-- Start --

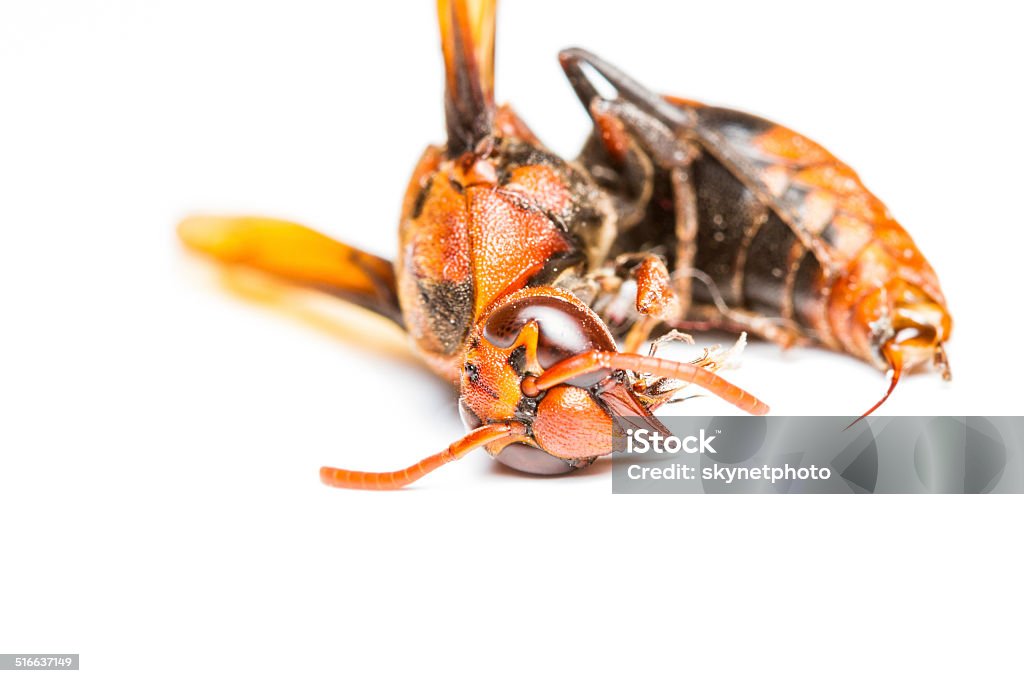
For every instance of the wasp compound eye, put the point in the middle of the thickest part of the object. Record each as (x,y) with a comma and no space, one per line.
(564,330)
(531,460)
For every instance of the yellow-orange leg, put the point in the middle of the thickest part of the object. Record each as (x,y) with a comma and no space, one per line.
(590,361)
(389,480)
(298,254)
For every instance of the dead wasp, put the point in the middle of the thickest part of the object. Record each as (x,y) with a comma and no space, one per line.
(514,264)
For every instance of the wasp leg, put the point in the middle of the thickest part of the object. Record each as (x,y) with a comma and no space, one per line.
(779,331)
(298,254)
(656,302)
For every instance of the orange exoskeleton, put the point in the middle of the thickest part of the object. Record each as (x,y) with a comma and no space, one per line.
(505,250)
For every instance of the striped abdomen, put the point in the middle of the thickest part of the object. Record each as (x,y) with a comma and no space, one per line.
(788,231)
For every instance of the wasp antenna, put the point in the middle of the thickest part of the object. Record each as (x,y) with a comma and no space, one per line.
(468,43)
(391,480)
(942,361)
(590,361)
(895,359)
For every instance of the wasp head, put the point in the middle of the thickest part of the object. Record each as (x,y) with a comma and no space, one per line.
(567,425)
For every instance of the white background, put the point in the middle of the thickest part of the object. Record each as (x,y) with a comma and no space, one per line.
(161,428)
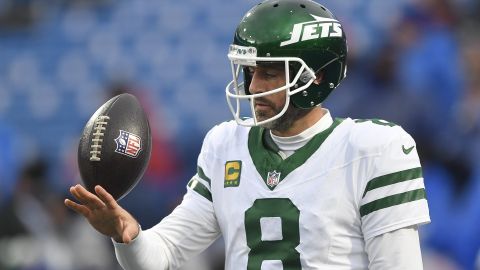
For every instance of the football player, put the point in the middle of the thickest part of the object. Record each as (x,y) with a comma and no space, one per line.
(289,187)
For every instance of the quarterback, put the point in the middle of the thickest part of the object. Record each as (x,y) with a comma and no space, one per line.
(287,185)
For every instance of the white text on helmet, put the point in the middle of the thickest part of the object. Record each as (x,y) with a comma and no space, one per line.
(319,28)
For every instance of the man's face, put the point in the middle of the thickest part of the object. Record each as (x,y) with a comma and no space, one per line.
(266,77)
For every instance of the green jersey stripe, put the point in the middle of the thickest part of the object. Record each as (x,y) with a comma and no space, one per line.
(200,189)
(202,175)
(393,178)
(392,200)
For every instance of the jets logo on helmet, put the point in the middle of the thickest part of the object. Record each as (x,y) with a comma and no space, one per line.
(301,37)
(319,28)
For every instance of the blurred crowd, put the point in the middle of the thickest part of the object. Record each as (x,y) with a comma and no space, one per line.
(412,62)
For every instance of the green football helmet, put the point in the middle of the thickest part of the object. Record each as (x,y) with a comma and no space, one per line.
(303,35)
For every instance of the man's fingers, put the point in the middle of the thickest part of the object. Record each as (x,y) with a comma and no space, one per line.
(86,197)
(106,197)
(81,209)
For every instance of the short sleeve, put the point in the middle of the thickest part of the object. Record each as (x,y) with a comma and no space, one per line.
(200,182)
(393,196)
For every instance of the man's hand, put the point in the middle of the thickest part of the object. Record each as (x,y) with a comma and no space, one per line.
(104,214)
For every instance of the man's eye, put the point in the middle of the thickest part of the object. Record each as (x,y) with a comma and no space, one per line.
(271,74)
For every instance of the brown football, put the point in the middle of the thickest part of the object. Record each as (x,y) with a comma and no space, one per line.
(115,146)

-- End --

* [WHAT TO WORK ON] Rewrite all the lines above, swapping "thickest part" for "widest part" wherever it appears and keeping everything else the same. Leave the pictures out.

* [ANSWER TO THIS TASK]
For every instance of the wasp compound eye, put the point in the middle of the widest part of the object. Record each as (x,y) with a comma and no space, one per line.
(564,330)
(531,460)
For every instance of the yellow-orange leg, put the point in the middle of the widest part of the object. Record each as (x,y) with a comma and no space, one per line.
(590,361)
(389,480)
(298,254)
For every instance of the dead wasp, put the point in the middle of the widest part of the object. Record each as (x,y) with a comma and no space, one per line.
(514,264)
For every instance of the wasp leg, put the point in the middle of the widest part of the object. Record each as (x,y) with a comma and no space, one per line.
(779,331)
(298,254)
(656,302)
For every instance of the orange exoskeleton, put the point in the middle of the widest part of the object. Record each as (x,y) with a comma and no space, one per line.
(505,250)
For every instance of the striped abdomen, put the point in the middle of the widest part of the object. Record each as (x,y) with a comma and no space, one per line.
(788,231)
For every instance of the wasp antenna, put the point in the middle of the widest part of the object. Record each as (x,y) with a comma and no space, one per line.
(468,43)
(391,480)
(942,361)
(590,361)
(895,359)
For every instance of the wasp head, put the point in the middle of the widest part of the object. Record each as (x,y) with a comma and no space, one per line.
(567,425)
For every instance of the white background, put the point in the middle of the widest part of the object. Record each as (x,y) with a comma and no space, one per line.
(161,428)
For every instance of the football player, put the point in the middle of the widest part of the object. Record each as (x,y) with a comma and no space, one per line.
(289,187)
For every instance of the quarterback, put the point in the middle of the widest part of the object. Record each as (x,y) with a comma and no space, one per line.
(287,185)
For every instance of the white text on helmet, put the point in the middle of the widest part of the object. Record each as (x,y) with a comma and no space, one per line.
(319,28)
For every instance of the man's face, put the point in the middle of the widest part of the object. Record each as (x,y) with a comma and no space, one per line.
(266,77)
For every instance of the green jersey stripe, put the point in the middle of the widest part of the object. Record each as (x,y) with a comma and no space, one per line.
(200,189)
(202,175)
(393,178)
(392,200)
For every instance of the jets logo on helmet, put the point in the middle of the widest part of the object. Record each as (x,y) with a comma and no space, one per line.
(301,37)
(319,28)
For every instance of the blurred crowd, put the point in the middle of the widest part of the object. Record each as (x,y) with a comma and no space, one per line.
(412,62)
For every instance of the green football helmet, put the point in the middle of the widest part of the object. Record each as (x,y) with a comma and no space, one per line.
(303,35)
For every instance of the man's fingers, put the point in the middle of the widest part of the object. Record each as (x,y) with a comma and no space, one per line.
(86,197)
(106,197)
(81,209)
For every instance of the short sleeve, put the point in the middle of the widest part of the object. Record each as (x,y) with a comma and no space, one per line.
(200,182)
(393,196)
For every instance of the man's hand, put the point in the middle of the widest part of the object. Record each as (x,y) with a comma and no space, one per line.
(104,214)
For every instance of the man's eye, put the point in the middle of the widest part of the object. Record each as (x,y) with a comma and no space, one per line.
(271,74)
For every instance of the brown football, put the point in the middle of the widest part of the object. Record each as (x,y) with a comma and no space, one per line.
(115,146)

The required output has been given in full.